Families of victims who died in the Ethiopian crash of a 737 Max “reacted with sheer disappointment and renewed grief” in an 18 November statement responding to the FAA ungrounding of the Boeing aircraft. These relatives of the Ethiopian Max crash accuse Boeing and the FAA of not being transparent enough in sharing documents related to the recertification process for Max aircraft. They are represented by Clifford Law Offices and have lawsuits pending against Boeing in Chicago federal district court.

The FAA pledge that Max aircraft are safe “does not work anymore”, said a statement from Paul Njoroge, whose wife, three children and mother-in-law died in the Ethiopian crash.

“The aggressive secrecy of the FAA means we cannot believe the Boeing 737 MAX is safe,” Njoroge said. “We have repeatedly asked for the technical descriptions of the alleged fixes, the test protocols and results and the safety assessments. But the FAA won’t release them, and Boeing won’t consent to their release.”

* **Data shown**:
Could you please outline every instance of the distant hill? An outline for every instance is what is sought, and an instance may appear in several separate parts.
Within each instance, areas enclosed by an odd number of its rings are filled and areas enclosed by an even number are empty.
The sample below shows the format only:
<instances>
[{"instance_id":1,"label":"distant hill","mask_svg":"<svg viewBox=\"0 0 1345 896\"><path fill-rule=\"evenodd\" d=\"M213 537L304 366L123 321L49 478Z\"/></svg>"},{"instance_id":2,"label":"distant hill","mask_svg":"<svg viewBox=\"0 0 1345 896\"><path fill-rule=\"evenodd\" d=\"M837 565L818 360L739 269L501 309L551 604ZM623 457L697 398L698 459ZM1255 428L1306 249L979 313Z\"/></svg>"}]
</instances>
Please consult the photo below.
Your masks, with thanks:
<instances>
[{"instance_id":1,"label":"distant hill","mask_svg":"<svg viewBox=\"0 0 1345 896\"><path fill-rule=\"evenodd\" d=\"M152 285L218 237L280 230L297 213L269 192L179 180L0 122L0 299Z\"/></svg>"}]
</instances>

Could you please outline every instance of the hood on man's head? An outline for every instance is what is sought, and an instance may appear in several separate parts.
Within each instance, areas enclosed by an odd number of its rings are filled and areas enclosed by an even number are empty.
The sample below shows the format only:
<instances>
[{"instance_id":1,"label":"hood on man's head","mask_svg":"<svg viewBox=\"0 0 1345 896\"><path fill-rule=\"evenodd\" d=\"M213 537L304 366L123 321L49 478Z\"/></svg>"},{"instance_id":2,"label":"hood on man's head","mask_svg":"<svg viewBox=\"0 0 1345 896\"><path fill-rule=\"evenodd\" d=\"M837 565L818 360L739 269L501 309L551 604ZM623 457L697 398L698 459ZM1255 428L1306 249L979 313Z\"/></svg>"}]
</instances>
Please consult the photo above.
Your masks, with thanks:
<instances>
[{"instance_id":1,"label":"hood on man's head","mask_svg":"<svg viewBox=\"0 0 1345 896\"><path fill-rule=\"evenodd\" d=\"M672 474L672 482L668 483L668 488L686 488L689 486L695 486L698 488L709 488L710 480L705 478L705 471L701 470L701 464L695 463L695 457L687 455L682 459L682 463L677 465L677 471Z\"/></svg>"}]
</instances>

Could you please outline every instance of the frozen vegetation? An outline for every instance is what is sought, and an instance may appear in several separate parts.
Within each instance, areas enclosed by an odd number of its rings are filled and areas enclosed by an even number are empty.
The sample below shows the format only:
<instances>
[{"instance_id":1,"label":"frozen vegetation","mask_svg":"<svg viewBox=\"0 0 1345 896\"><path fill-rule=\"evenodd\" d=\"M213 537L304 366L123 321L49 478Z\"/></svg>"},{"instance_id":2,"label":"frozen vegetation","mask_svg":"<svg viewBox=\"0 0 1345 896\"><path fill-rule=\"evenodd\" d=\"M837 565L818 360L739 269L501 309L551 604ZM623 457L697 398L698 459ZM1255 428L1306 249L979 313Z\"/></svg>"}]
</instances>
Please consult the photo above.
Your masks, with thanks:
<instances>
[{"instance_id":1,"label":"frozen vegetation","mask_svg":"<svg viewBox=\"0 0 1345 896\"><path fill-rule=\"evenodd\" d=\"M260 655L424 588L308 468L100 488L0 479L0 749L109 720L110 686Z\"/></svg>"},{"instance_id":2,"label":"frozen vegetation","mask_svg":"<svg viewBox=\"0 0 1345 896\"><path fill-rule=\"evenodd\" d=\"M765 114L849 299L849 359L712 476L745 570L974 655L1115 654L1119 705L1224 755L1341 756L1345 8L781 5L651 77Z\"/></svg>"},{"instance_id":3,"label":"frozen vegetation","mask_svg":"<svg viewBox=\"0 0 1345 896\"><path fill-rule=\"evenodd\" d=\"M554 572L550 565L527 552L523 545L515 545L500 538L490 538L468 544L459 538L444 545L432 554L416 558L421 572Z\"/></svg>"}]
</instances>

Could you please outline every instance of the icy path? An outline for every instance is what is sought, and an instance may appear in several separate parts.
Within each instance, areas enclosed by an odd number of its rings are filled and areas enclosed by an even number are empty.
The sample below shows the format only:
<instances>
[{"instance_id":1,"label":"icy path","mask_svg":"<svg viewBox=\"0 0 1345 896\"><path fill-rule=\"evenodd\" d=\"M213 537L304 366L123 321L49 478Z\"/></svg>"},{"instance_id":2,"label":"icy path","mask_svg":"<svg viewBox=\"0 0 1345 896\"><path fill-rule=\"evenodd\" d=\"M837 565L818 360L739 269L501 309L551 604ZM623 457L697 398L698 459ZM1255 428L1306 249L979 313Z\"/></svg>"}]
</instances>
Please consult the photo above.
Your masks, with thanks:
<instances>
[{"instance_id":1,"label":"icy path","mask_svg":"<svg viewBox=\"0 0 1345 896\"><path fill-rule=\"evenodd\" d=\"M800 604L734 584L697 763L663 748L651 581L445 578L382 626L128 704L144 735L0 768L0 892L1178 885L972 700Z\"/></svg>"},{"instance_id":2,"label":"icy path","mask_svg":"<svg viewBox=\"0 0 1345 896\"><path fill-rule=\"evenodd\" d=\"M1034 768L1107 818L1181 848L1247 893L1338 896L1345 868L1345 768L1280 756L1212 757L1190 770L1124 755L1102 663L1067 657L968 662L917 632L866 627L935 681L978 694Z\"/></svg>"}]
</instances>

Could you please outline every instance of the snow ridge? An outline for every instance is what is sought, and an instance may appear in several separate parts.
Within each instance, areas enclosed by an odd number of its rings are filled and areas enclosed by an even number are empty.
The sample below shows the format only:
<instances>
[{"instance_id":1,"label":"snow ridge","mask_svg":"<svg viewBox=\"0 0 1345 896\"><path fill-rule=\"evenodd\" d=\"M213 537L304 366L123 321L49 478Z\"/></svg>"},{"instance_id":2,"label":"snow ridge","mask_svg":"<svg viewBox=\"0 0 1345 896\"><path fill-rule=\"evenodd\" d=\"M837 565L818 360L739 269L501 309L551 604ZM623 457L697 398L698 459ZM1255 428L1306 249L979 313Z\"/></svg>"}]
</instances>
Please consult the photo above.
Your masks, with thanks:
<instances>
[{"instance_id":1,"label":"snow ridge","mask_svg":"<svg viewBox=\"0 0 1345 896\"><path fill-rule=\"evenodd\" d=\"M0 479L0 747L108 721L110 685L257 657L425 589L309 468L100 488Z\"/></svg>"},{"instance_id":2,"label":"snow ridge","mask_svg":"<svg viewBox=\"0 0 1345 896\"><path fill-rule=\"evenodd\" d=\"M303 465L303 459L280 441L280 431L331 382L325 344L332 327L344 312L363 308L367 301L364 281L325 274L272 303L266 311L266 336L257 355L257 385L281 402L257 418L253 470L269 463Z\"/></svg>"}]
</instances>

* **Task description**:
Continue the article about the Ethiopian crash families' response to the 737 Max ungrounding, picking up after its last sentence.

* **Exercise answer**:
Months of House and Senate investigations also revealed mistakes made by both Boeing and the FAA during the certification process. A report summarising the findings of the House Transportation and Infrastructure Committee stated on 16 September that a “culture of concealment” contributed to the two fatal crashes.

“They were the horrific culmination of a series of faulty technical assumptions by Boeing’s engineers, a lack of transparency on the part of Boeing’s management and grossly insufficient oversight by the FAA,” according to the House report.

The House on 17 November passed a bill created with the findings of the committee’s investigation that would require an expert panel to evaluate and recommend improvements for Boeing’s safety culture. Proposed safety fixes for the FAA in the House bill include a requirement for companies to share risk assessments with regulators and to create risk calculations that would reflect the realistic ability of pilots to respond during an incident.

The Senate Committee on Commerce, Science and Transportation on 18 November voted to advance a bill to amend the FAA certification process including a proposal for more accurate risk assessment of potential pilot responses to cockpit alerts. The bill entitled the Aircraft Safety and Certification Reform Act of 2020 would move the FAA “back to a more direct supervisory role and requires more robust product analysis from the manufacturers”, the committee ranking member Maria Cantwell of Washington said in a statement.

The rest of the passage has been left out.